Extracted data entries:
----

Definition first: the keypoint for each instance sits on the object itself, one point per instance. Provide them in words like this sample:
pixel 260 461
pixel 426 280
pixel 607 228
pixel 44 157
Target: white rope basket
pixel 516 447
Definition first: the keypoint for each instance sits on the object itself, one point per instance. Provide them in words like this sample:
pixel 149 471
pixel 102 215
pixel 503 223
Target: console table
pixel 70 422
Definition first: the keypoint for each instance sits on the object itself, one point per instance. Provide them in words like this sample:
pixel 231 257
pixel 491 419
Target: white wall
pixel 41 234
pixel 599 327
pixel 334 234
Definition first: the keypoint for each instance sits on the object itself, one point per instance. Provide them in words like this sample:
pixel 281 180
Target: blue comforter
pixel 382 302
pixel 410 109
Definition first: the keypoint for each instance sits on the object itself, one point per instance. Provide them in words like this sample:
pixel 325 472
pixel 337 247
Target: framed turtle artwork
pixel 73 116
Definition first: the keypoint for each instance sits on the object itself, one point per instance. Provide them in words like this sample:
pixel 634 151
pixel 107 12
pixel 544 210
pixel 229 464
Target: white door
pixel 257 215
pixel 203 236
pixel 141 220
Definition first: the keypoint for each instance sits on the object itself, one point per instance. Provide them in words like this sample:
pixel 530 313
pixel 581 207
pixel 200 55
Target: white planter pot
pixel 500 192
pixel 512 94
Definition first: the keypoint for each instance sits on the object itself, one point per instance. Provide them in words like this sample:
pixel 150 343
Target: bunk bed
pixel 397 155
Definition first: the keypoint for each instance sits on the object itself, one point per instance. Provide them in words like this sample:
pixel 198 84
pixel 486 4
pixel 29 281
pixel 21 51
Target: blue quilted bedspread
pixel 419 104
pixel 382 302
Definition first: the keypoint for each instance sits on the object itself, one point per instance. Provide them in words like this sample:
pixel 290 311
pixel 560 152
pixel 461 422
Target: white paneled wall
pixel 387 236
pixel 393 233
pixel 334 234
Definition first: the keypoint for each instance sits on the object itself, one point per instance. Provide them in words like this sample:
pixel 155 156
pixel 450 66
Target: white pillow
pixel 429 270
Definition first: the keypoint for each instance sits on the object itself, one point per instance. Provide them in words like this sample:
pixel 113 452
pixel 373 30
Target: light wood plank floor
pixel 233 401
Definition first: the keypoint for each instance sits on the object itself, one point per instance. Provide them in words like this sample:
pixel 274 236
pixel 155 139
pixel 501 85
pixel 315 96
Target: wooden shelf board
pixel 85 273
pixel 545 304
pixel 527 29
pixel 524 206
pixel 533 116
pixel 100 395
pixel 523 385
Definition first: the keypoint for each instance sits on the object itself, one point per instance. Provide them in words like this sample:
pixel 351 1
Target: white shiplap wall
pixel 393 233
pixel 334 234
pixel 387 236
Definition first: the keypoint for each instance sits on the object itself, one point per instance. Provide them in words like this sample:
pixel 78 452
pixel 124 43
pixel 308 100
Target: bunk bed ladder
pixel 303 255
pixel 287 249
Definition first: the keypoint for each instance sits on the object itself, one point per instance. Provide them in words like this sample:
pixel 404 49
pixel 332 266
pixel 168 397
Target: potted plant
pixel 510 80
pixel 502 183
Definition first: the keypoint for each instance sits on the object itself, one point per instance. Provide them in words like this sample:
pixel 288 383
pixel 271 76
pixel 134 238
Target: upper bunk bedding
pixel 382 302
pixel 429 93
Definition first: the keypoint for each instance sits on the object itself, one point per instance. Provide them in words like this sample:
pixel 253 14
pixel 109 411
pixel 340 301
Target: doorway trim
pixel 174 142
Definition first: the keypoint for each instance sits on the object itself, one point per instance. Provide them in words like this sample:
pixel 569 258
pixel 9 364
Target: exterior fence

----

**About this exercise:** The reply should consist of the records, reproduced exactly.

**Written answer:**
Definition first: the keypoint for each instance sits on the object itself, one point per instance. Provide them in words like this sample:
pixel 260 461
pixel 426 280
pixel 607 228
pixel 44 157
Target: white rope basket
pixel 516 447
Definition first: the keypoint for each instance sits on the object itself, one point per instance. Provide them in words like this sample:
pixel 149 471
pixel 102 215
pixel 503 223
Target: console table
pixel 70 422
Definition first: the keypoint for each instance sits on the object itself, one point per instance. Provide them in words like this sample:
pixel 231 257
pixel 491 419
Target: white wall
pixel 41 234
pixel 599 327
pixel 334 234
Definition first: the keypoint for each instance sits on the object itself, one point per instance. Provide them in words like this sample:
pixel 281 180
Target: blue comforter
pixel 382 302
pixel 410 109
Definition first: the keypoint for each instance sits on the object itself, one point per instance. Provide them in words like this sample:
pixel 325 472
pixel 337 247
Target: framed turtle artwork
pixel 73 116
Definition first: the keypoint for each instance sits on the object itself, one point per instance. Provide them in words like this sample:
pixel 634 151
pixel 107 12
pixel 544 210
pixel 229 464
Target: white door
pixel 257 215
pixel 203 236
pixel 141 220
Definition first: the keypoint for each instance sits on the object itself, one point per instance. Provide them in words like this sample:
pixel 530 313
pixel 581 207
pixel 200 55
Target: white planter pot
pixel 500 192
pixel 512 94
Definition first: the keypoint for each instance sits on the object itself, one point per instance. Provide them in words like this sample:
pixel 150 343
Target: bunk bed
pixel 397 155
Definition first: the keypoint for each instance sits on the object itself, one point per instance. Provide them in words like this sample:
pixel 198 84
pixel 486 4
pixel 29 281
pixel 21 51
Target: blue quilted bedspread
pixel 419 104
pixel 382 302
Definition first: the keypoint for each instance sits on the object itself, one point per instance. Provide them in words like this sample:
pixel 290 311
pixel 560 152
pixel 461 422
Target: white paneled wall
pixel 387 236
pixel 393 233
pixel 334 234
Definition first: the keypoint for each instance sits on the object itself, one point per instance. Provide them in words like this sample:
pixel 155 156
pixel 450 66
Target: white pillow
pixel 429 270
Definition first: the keypoint for each instance sits on the object itself, one point per instance. Provide them in words like this sample:
pixel 113 452
pixel 373 30
Target: light wood plank floor
pixel 233 401
Definition first: the keypoint for each instance sits on the object itself, one point per instance. Provide them in words like this sample:
pixel 274 236
pixel 155 139
pixel 501 85
pixel 315 96
Target: wooden shelf board
pixel 85 273
pixel 545 304
pixel 527 29
pixel 524 206
pixel 533 116
pixel 100 395
pixel 523 385
Definition first: the keypoint for each instance sits on the object itself, one point per instance. Provide them in words like this sample:
pixel 351 1
Target: white shiplap wall
pixel 393 233
pixel 334 234
pixel 387 236
Definition first: the keypoint for each instance sits on the object itself, one point per instance. Provide them in words like this sample:
pixel 78 452
pixel 124 43
pixel 308 100
Target: bunk bed ladder
pixel 303 255
pixel 287 249
Definition first: the keypoint for each instance sits on the object itself, one point per instance. Provide them in words like this sample:
pixel 404 49
pixel 332 266
pixel 168 397
Target: potted plant
pixel 510 80
pixel 502 183
Definition first: the keypoint for each instance sits on the object itself, one point per instance. Provide them in words like this sample:
pixel 288 383
pixel 271 76
pixel 134 238
Target: upper bunk bedding
pixel 382 302
pixel 429 93
Definition first: the keypoint for each instance sits on the object itself, one point per instance. Provide them in words like this sample:
pixel 253 14
pixel 109 411
pixel 340 301
Target: doorway trim
pixel 174 142
Definition first: the keypoint for each instance sits on the object itself, one point per instance. Provide them in words like this sample:
pixel 569 258
pixel 9 364
Target: exterior fence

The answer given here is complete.